Official relations between the two countries of Palestine and the Sahrawi Arab Democratic Republic (Western Sahara) do not exist, being as neither country is fully recognised internationally. Despite this, there are informal connections.

History and modern relations
Both nations have an Arab majority. The future founder of Polisario Front, El-Ouali Mustapha Sayed, used to meet Palestinian leaders during 1970s in Lebanon, in which he was influenced by the Israeli occupation. Fearing a future Moroccan occupation of Western Sahara, the Polisario Front was established, in a similar format to the Palestine Liberation Front. The flag of Western Sahara draws from the flag of Palestine. The influence of the Sahrawi independence movement draws a level of sympathy toward Sahrawis among Palestinians.

George Habash, one of the founders of Palestine's PLO, met with Brahim Ghali in 1979 and indicated solidarity with the Western Saharan cause. Both countries share similar styles of struggling, including conducting guerrilla warfare, against both Israel and Morocco.

Dataset rows:
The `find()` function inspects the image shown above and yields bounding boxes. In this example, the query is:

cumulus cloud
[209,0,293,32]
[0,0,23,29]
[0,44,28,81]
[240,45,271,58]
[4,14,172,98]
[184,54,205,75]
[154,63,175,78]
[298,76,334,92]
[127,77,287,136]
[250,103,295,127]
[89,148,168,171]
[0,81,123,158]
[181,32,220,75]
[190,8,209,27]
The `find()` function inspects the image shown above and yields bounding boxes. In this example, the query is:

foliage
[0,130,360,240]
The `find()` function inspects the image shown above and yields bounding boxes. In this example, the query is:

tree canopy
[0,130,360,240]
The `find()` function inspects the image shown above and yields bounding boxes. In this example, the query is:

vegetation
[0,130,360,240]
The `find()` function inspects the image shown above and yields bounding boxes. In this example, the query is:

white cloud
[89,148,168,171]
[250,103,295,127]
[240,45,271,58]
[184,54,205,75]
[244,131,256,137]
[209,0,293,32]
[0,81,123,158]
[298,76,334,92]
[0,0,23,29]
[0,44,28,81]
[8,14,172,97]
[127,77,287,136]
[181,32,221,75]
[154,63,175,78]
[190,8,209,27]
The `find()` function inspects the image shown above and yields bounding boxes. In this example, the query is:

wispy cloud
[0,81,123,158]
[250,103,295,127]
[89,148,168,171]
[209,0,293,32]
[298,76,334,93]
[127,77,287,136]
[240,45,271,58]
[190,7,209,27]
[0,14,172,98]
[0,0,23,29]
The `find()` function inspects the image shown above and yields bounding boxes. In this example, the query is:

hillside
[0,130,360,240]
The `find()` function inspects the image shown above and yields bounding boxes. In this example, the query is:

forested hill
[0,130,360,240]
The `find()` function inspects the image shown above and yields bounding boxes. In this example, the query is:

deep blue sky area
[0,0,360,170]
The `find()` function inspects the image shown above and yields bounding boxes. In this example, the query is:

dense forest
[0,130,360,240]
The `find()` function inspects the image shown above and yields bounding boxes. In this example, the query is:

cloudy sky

EXERCISE 1: Which people are named in the text on Palestine and Western Sahara relations?
EXERCISE 2:
Answer these questions from the text on Palestine and Western Sahara relations:
(a) In what decade and where did El-Ouali Mustapha Sayed meet Palestinian leaders?
(b) In what year did George Habash meet Brahim Ghali?
(c) Which flag does the flag of Western Sahara draw from?

WRITTEN ANSWER 1:
El-Ouali Mustapha Sayed
George Habash
Brahim Ghali

WRITTEN ANSWER 2:
(a) In the 1970s, in Lebanon.
(b) 1979.
(c) The flag of Palestine.